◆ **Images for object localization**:
|---|
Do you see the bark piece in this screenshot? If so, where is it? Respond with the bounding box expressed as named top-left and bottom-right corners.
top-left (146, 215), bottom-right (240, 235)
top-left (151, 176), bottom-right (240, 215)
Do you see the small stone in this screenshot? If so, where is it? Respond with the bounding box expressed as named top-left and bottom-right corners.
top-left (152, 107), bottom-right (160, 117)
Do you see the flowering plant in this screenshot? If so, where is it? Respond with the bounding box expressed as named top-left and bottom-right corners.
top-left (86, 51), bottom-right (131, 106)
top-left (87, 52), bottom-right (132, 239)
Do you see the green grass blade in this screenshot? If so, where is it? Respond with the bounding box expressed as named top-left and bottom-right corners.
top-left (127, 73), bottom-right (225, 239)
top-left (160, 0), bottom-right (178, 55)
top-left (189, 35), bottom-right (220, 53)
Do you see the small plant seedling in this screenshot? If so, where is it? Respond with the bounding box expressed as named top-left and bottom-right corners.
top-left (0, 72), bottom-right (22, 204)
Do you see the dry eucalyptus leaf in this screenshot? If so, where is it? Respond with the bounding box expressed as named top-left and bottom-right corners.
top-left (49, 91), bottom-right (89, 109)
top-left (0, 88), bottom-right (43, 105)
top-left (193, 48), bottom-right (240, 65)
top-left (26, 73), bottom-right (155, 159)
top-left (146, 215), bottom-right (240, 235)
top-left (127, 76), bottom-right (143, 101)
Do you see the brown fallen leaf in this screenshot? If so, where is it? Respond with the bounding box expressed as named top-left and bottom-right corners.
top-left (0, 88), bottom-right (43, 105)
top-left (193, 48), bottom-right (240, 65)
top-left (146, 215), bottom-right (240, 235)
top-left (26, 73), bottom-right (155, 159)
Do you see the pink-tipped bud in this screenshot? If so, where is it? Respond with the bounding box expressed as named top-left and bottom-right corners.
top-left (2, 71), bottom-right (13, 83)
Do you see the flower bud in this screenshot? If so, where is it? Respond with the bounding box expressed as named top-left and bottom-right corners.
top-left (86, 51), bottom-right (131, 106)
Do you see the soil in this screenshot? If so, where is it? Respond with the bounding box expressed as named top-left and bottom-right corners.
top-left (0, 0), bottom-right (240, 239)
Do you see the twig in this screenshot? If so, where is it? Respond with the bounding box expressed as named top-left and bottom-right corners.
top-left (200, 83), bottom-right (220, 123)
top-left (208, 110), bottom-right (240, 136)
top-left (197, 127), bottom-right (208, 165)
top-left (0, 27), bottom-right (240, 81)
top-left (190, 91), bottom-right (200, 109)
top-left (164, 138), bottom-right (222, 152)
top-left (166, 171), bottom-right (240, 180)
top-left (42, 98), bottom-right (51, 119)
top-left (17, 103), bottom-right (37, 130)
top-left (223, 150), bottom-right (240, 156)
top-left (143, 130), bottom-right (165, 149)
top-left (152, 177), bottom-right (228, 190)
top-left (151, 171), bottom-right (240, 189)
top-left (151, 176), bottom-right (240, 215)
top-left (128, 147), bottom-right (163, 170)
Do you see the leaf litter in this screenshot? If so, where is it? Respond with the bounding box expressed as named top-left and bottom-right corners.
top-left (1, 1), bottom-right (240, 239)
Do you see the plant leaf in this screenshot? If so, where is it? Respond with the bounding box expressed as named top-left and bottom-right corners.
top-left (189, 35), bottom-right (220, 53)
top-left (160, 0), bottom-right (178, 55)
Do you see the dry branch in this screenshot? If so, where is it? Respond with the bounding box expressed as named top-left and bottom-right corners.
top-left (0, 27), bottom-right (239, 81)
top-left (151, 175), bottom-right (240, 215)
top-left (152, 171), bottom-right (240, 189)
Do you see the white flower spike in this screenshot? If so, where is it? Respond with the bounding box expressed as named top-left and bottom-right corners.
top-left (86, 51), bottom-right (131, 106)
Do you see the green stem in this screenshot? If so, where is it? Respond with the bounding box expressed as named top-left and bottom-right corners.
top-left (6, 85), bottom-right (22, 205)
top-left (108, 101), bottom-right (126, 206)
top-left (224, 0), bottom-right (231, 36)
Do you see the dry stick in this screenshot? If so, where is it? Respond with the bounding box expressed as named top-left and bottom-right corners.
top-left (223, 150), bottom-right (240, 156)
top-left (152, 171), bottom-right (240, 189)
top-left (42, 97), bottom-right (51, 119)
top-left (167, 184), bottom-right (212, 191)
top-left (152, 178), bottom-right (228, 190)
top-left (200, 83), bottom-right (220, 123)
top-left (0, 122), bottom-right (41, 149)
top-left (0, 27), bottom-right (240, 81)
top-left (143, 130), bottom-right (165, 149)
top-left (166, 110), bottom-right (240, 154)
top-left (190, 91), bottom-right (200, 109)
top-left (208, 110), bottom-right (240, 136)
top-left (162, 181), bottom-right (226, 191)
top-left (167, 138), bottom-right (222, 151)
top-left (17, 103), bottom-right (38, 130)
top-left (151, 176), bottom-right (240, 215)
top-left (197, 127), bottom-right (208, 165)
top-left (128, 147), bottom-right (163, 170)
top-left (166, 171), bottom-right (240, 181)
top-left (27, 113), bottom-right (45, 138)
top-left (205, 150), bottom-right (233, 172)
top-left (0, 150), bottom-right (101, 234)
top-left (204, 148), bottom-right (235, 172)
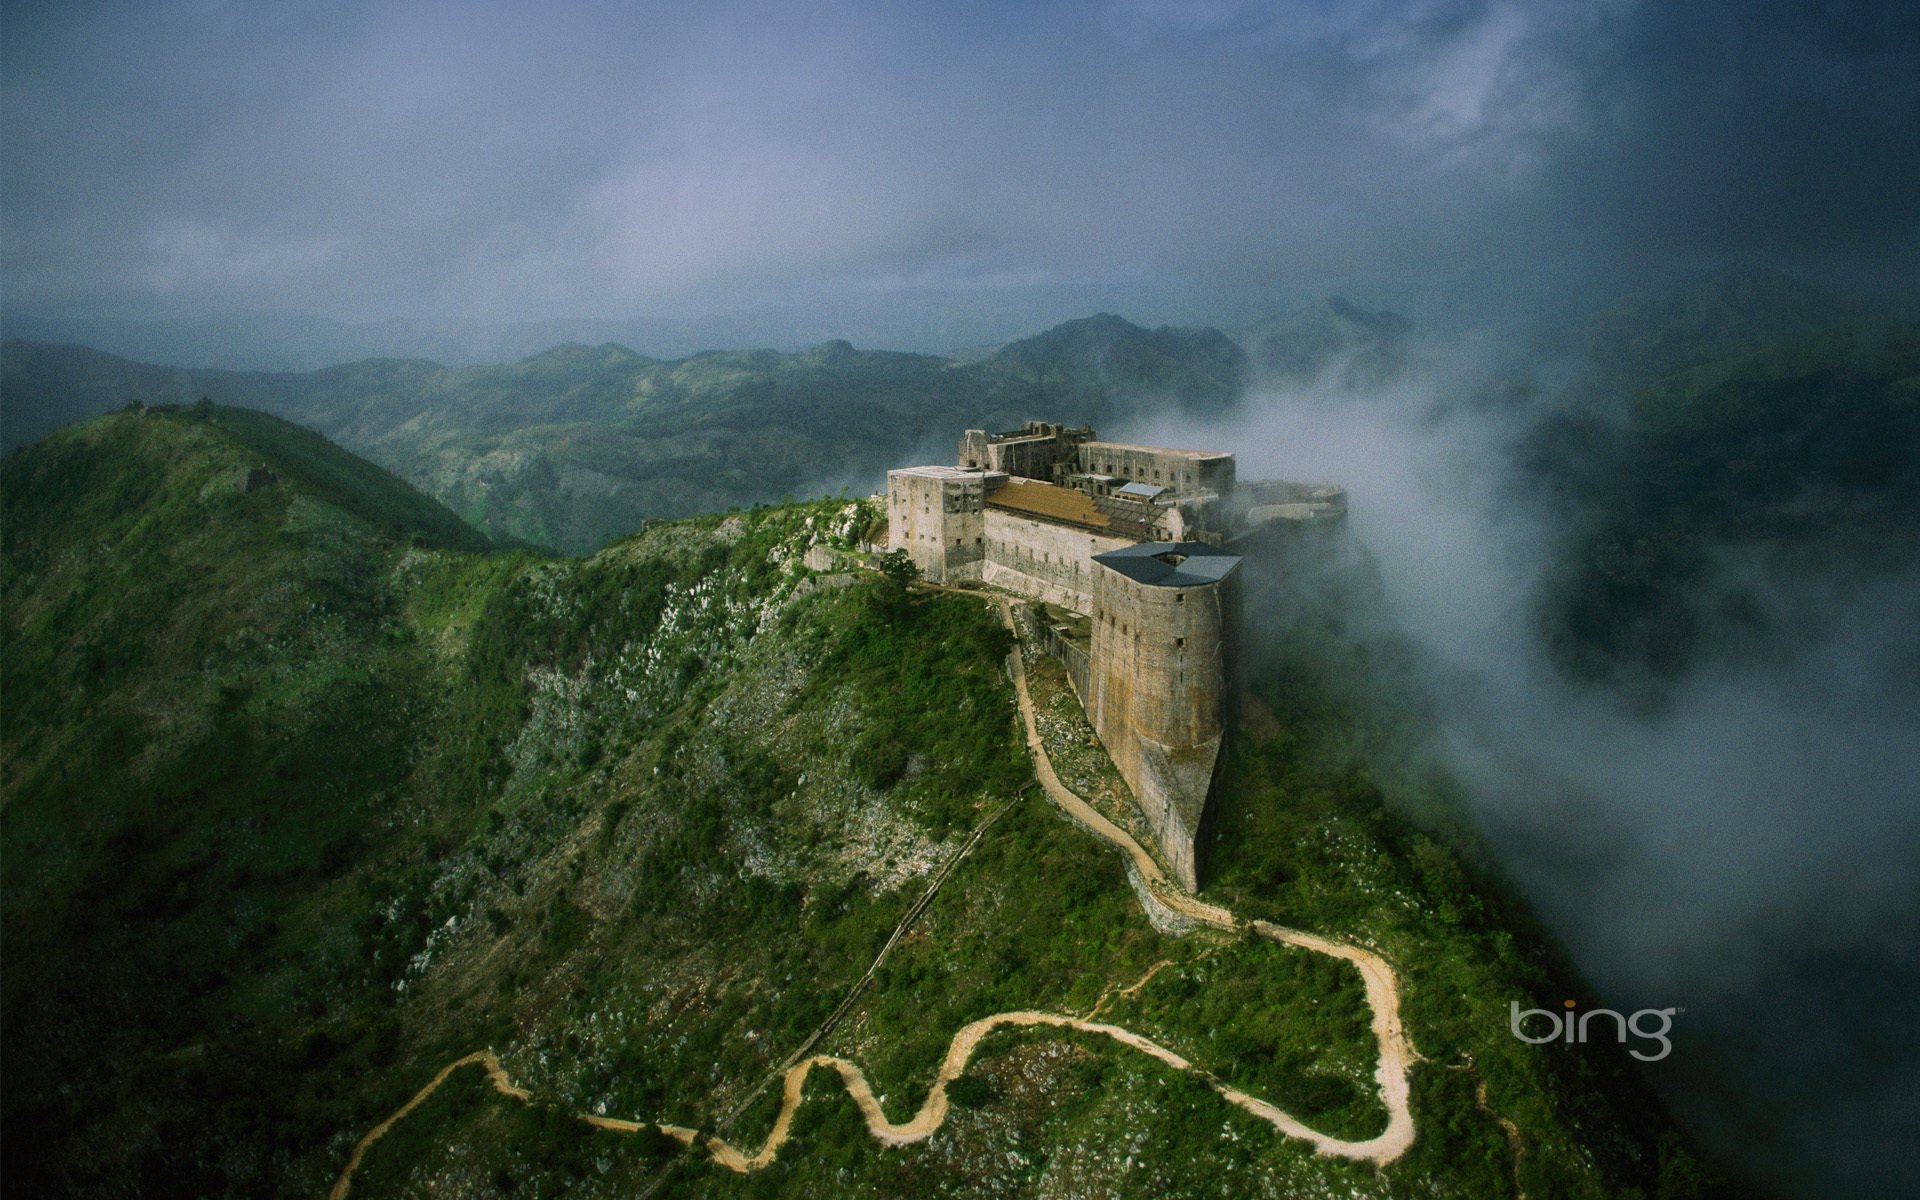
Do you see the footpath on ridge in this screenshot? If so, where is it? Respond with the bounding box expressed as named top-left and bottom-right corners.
top-left (329, 593), bottom-right (1418, 1199)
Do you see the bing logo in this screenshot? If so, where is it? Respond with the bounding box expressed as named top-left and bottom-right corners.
top-left (1510, 998), bottom-right (1676, 1061)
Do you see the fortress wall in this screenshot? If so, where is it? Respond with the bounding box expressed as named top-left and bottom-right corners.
top-left (962, 424), bottom-right (1092, 481)
top-left (1087, 561), bottom-right (1238, 890)
top-left (981, 509), bottom-right (1132, 614)
top-left (1041, 622), bottom-right (1093, 702)
top-left (1016, 601), bottom-right (1095, 702)
top-left (1078, 443), bottom-right (1236, 494)
top-left (887, 469), bottom-right (987, 583)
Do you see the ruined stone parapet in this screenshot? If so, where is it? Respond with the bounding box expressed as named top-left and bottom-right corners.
top-left (1085, 542), bottom-right (1240, 891)
top-left (959, 422), bottom-right (1094, 482)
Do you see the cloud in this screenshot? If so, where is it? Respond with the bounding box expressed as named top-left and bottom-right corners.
top-left (1122, 332), bottom-right (1920, 1194)
top-left (4, 0), bottom-right (1914, 324)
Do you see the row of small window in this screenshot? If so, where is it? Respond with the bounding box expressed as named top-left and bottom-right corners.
top-left (1093, 462), bottom-right (1195, 486)
top-left (1093, 609), bottom-right (1187, 648)
top-left (989, 541), bottom-right (1080, 569)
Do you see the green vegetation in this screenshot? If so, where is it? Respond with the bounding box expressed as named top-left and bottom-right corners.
top-left (3, 406), bottom-right (1721, 1197)
top-left (1533, 326), bottom-right (1920, 694)
top-left (3, 313), bottom-right (1248, 552)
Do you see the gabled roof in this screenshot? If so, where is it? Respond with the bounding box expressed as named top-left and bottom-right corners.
top-left (1092, 541), bottom-right (1241, 587)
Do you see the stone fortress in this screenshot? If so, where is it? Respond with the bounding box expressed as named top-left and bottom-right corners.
top-left (887, 422), bottom-right (1344, 889)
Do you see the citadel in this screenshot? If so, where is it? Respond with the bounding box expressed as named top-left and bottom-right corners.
top-left (887, 422), bottom-right (1344, 889)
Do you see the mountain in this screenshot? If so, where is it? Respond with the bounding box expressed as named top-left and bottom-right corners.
top-left (1234, 297), bottom-right (1414, 390)
top-left (1582, 265), bottom-right (1862, 388)
top-left (1524, 324), bottom-right (1920, 694)
top-left (1, 340), bottom-right (210, 451)
top-left (1, 406), bottom-right (1723, 1197)
top-left (3, 314), bottom-right (1250, 553)
top-left (0, 285), bottom-right (1232, 370)
top-left (984, 313), bottom-right (1247, 413)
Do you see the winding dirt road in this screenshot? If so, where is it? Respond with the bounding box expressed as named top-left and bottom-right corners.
top-left (329, 595), bottom-right (1418, 1196)
top-left (994, 600), bottom-right (1417, 1163)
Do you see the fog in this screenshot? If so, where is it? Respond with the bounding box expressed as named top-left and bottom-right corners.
top-left (1122, 344), bottom-right (1920, 1195)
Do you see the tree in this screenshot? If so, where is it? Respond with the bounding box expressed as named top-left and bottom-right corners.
top-left (874, 548), bottom-right (920, 617)
top-left (877, 548), bottom-right (919, 588)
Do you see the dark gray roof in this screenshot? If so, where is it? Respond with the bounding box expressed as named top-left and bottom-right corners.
top-left (1093, 541), bottom-right (1241, 587)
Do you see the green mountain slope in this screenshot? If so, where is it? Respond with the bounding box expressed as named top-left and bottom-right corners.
top-left (982, 313), bottom-right (1246, 412)
top-left (2, 407), bottom-right (1722, 1198)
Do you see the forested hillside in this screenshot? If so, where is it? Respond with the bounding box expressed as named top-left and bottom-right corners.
top-left (1, 406), bottom-right (1719, 1197)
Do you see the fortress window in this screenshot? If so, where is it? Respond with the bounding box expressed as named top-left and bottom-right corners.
top-left (1175, 592), bottom-right (1184, 603)
top-left (1176, 637), bottom-right (1185, 648)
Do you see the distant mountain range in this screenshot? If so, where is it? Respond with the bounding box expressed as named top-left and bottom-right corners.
top-left (0, 280), bottom-right (1315, 372)
top-left (3, 303), bottom-right (1408, 552)
top-left (3, 267), bottom-right (1899, 562)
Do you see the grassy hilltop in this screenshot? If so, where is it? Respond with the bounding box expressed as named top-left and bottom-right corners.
top-left (2, 405), bottom-right (1719, 1197)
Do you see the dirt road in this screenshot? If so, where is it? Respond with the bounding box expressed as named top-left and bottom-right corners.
top-left (328, 595), bottom-right (1417, 1195)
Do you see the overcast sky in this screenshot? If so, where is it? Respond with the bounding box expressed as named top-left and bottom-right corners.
top-left (4, 0), bottom-right (1916, 323)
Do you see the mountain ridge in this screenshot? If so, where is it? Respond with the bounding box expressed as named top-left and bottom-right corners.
top-left (3, 301), bottom-right (1420, 552)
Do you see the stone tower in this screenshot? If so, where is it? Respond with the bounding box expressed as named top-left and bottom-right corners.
top-left (1085, 542), bottom-right (1241, 891)
top-left (885, 465), bottom-right (995, 584)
|---|
◆ **TASK TO CARRY OUT**:
Exactly the lines from the one that holds "Do you see the overcast" through the final line of the records above should be written out, and only those.

◆ **PROBLEM SOLUTION**:
Do you see the overcast sky in this screenshot? If so, where is it? Respond with the bounding box expressed as named top-left and bottom-right corners.
top-left (4, 0), bottom-right (1916, 323)
Do you see the mountain ridge in this screenshot? If so, where is it? Respond with the bounding box expressed as named top-left and bottom-right corners.
top-left (3, 301), bottom-right (1420, 552)
Do you see the stone tower in this screenshot? If so, where is it? Respond with the bounding box expressed as named top-left and bottom-right corners.
top-left (1085, 542), bottom-right (1241, 891)
top-left (885, 465), bottom-right (995, 584)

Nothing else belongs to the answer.